◆ **STORED ROWS**
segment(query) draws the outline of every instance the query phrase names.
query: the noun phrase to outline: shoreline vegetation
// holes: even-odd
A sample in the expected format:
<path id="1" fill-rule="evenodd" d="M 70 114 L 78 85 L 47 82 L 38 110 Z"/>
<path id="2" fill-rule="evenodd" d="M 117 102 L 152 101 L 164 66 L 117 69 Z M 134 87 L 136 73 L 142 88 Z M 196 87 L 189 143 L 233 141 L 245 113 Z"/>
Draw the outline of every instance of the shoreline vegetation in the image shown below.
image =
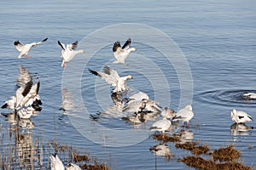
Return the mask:
<path id="1" fill-rule="evenodd" d="M 253 170 L 253 167 L 247 166 L 241 161 L 241 151 L 230 144 L 226 147 L 220 147 L 217 150 L 211 150 L 207 143 L 201 144 L 200 141 L 181 142 L 178 137 L 170 137 L 168 135 L 153 134 L 154 139 L 166 142 L 175 142 L 176 149 L 189 150 L 192 155 L 184 156 L 178 158 L 177 162 L 182 162 L 187 166 L 201 170 Z"/>
<path id="2" fill-rule="evenodd" d="M 11 116 L 11 115 L 10 115 Z M 110 170 L 116 169 L 111 165 L 111 156 L 106 154 L 101 160 L 91 156 L 86 150 L 58 142 L 56 135 L 53 140 L 45 139 L 44 131 L 32 135 L 34 124 L 30 119 L 21 119 L 8 123 L 0 122 L 3 147 L 0 150 L 0 169 L 50 169 L 50 156 L 58 154 L 64 165 L 69 162 L 79 165 L 82 169 Z M 56 130 L 55 130 L 56 134 Z M 184 130 L 180 130 L 181 133 Z M 244 169 L 253 170 L 253 165 L 247 166 L 241 161 L 241 151 L 230 144 L 226 147 L 212 150 L 207 143 L 183 140 L 181 134 L 151 134 L 149 138 L 160 141 L 159 146 L 150 148 L 157 156 L 157 151 L 166 150 L 162 156 L 167 162 L 183 162 L 196 169 Z M 171 153 L 166 144 L 173 144 L 175 150 L 189 150 L 189 154 L 176 157 Z M 106 161 L 108 160 L 108 161 Z M 156 162 L 155 162 L 156 163 Z M 157 167 L 156 167 L 157 168 Z"/>

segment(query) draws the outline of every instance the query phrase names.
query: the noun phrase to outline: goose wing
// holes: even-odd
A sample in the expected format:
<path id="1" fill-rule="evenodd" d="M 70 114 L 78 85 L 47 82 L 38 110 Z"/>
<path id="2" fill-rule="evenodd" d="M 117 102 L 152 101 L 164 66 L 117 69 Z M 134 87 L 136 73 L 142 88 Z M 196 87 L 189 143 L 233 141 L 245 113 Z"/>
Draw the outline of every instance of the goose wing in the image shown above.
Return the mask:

◆ **GOAL**
Can you render every line of the records above as a numbered list, skipping the blank lines and leaving the pictures out of your answer?

◆ **RESULT**
1. segment(query) draws the outline of every instance the query phrase names.
2. query: the noun phrase to outline: shoreline vegetation
3. // holes: even-odd
4. A sample in the expected format:
5. <path id="1" fill-rule="evenodd" d="M 70 114 L 78 85 L 47 82 L 38 110 Z"/>
6. <path id="2" fill-rule="evenodd" d="M 117 102 L 152 101 L 164 66 L 117 69 Z M 134 87 L 136 73 L 142 88 Z M 196 87 L 189 143 L 233 141 L 245 113 Z"/>
7. Draw the outline of every instance of the shoreline vegetation in the image shown below.
8. image =
9. Return the mask:
10. <path id="1" fill-rule="evenodd" d="M 253 170 L 253 167 L 247 166 L 241 161 L 241 151 L 230 144 L 226 147 L 220 147 L 217 150 L 211 150 L 207 143 L 201 144 L 200 141 L 181 142 L 178 137 L 170 137 L 168 135 L 153 134 L 154 139 L 166 142 L 175 142 L 176 149 L 189 150 L 192 155 L 184 156 L 178 158 L 177 162 L 182 162 L 187 166 L 201 170 Z"/>
11. <path id="2" fill-rule="evenodd" d="M 11 116 L 11 115 L 10 115 Z M 110 170 L 116 169 L 111 165 L 111 156 L 106 154 L 101 160 L 91 156 L 86 150 L 58 142 L 56 135 L 53 140 L 45 139 L 44 131 L 32 135 L 34 124 L 30 119 L 21 119 L 8 123 L 0 122 L 3 147 L 0 150 L 0 169 L 50 169 L 50 156 L 58 154 L 64 165 L 69 162 L 79 165 L 82 169 Z M 56 130 L 55 130 L 56 134 Z M 184 130 L 180 130 L 181 133 Z M 244 169 L 253 170 L 253 165 L 247 166 L 241 161 L 241 151 L 230 144 L 226 147 L 212 150 L 207 143 L 183 140 L 181 134 L 151 134 L 149 138 L 160 141 L 159 146 L 150 148 L 157 156 L 157 151 L 166 150 L 162 156 L 167 162 L 183 162 L 196 169 Z M 171 153 L 166 144 L 173 144 L 175 150 L 189 150 L 189 154 L 176 157 Z M 106 161 L 108 160 L 108 161 Z M 156 162 L 155 162 L 156 163 Z M 157 167 L 156 167 L 157 168 Z"/>
12. segment(query) draws the outline of every instance the query phrase names.
13. query: the noun phrase to outline: goose wing
14. // holes: even-odd
15. A sample in the expected format:
16. <path id="1" fill-rule="evenodd" d="M 70 114 L 78 85 L 47 82 L 38 110 Z"/>
17. <path id="2" fill-rule="evenodd" d="M 117 102 L 152 101 L 164 66 L 117 69 Z M 134 87 L 136 73 L 142 88 Z M 196 87 L 189 143 L 233 141 L 245 113 Z"/>
18. Draw the outline of every instance of the goose wing in the image shown above.
19. Return the mask:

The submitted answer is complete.